Jobs ::
1. Answer these about the passage on clothing, marking each answer with its letter:
(a) What quality does the writer attach to the feeling of a belted natural waistline?
(b) Which shoes did the writer wear?
(c) How long is the pashmina the writer has recently added?
2. Carry on the passage on clothing from its final sentence.

Document segment ::
------------------------------------------------------------

I have not worn these trousers with braces frequently enough to comment, however I would be interested to see how my experience of the mind-body-dress interface changes when compared to the belted natural waistline I currently employ. The sensation of trousers hanging from the shoulders is entirely different, especially in movement, to a belted waist or belted hip, which no doubt changes the emotional/psychic quality of the experience. What I will say however is that the feeling of a belted waistline, especially at the natural waist level, does for me have a certain determinedness attached to it. You feel prepared and you feel ready. Of course at the extreme this can be detrimental, for example anxiety often presents with a tightened stomach. But then the anxiety bell curve would suggest that this is the body being over-prepared, so scaling that feeling back from the extreme would suggest it is that nervous anticipation of action and movement that allows you to feel confident. I do not happen to wear any of my woollen trousers lower down at my hip level, as one would do jeans or other trousers with a lower rise, however that is something I would like to investigate.

For footwear I went with my deadstock 1980s Dr Martens shoes. They are sturdy, smart and have a wide enough foot bed to help me feel secure and grounded when moving or standing. The traction on the sole was also important for attending the graveyard. For outerwear I wore my black woollen winter coat and wrapped a six foot black cashmere shawl around me. Six foot of cashmere sounds rather luxurious, but, oddly enough, for me it is wearing a regular patterned men's scarf that seems luxurious in comparison. I grew up seeing my mother wearing Kashmiri pashminas and shawls, so wrapping myself up in cashmere has a certain childlike security to it. I do not tend to wear hats, and my coat has no hood, so the closest I get to blocking out some part of the world is wrapping the shawl around me. I now have a five foot black Kashmiri pashmina to add to my scarf line up, which is incredibly soft and delicate, and I am interested to see how it feels when wearing in comparison to the thicker cashmere of the six foot shawl.

------------------------------------------------------------

(Stored records)

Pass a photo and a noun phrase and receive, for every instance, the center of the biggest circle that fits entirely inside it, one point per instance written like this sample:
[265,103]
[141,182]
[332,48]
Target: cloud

------------------------------------------------------------

Outputs in order ::
1.
(a) A certain determinedness: the writer feels prepared and ready.
(b) Deadstock 1980s Dr Martens shoes.
(c) Five foot.

2.
I wore the exact same outfit each time without even thinking about it. Function ruled supreme, but function in service of an emotional, as well as a physical, need. The outfit was about allowing me to feel like I had maximum freedom of natural movement whilst simultaneously feeling supported and comforted. I find it interesting to consider the contrast between the slimmer top half and baggier bottom half, but I think it relates to the movement and emotional potential of both (free arms and chest for hugging, or conversely for fighting I suppose, etc.). It is a fascinating process for me to break down outfits in this way, especially when considering them in movement, because it helps reveal some of those hidden thought processes that go into dressing and brings me closer to understanding why I choose to wear what I wear.

As we can see the feeling of the garment is arguably the primary concern in this instance, and I would argue that it informs the majority of my dressing process. That is not to say that how a garment looks is not important, but rather that the work that goes into finding garments that suit my body happens long before the garments actually enter my wardrobe. All choices also have to made with consideration of the rest of my wardrobe, especially given how small it is, which means multiple pieces have to work together. Having such a coherent wardrobe provides you with a safety net, in that you do not have to think so much in the moment of whether pieces work with each other, which I find helps in opening you up to a more emotive process in dressing.

For me it is about feeling and function. Then it is about how it looks. Of course how the garment looks will inform how the garment feels to an extent that must not be understated, but I am interested in the order of primary drives when choosing and wearing clothing. As for how I think this relates to the process of building my wardrobe...I always talk of 'building' my wardrobe, but the only time it will ever be 'built' is when I stop adding to it, which is to say when I stop wearing clothes. A finished wardrobe is a dead wardrobe, which given the topic at hand is perhaps fitting. But yes, I think going ahead I want to focus more on exploring the feeling of garments in movement and documenting those experiences, especially when it comes to trying on new clothing (and of course, potential future purchases).

I am the observer and the observed, and dress provides the avenue for insight.  


xxxx

Sunday, 8 February 2015

The Jeans Experience: A Sensory Approach

A short-lived experiment, these jeans made me feel like I was walking on stilts.






Autumn/Winter 2015
Now these trousers are more like it!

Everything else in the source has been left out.